- **PROBLEM DESCRIPTION**:
Nothing in the records may be dropped. Retype them all exactly.

Stored data
:::::

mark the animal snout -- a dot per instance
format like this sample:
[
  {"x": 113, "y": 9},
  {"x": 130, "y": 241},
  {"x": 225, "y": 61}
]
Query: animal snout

:::::

- **ANSWER BOX**:
mark the animal snout -- a dot per instance
format like this sample:
[
  {"x": 113, "y": 9},
  {"x": 130, "y": 241},
  {"x": 225, "y": 61}
]
Query: animal snout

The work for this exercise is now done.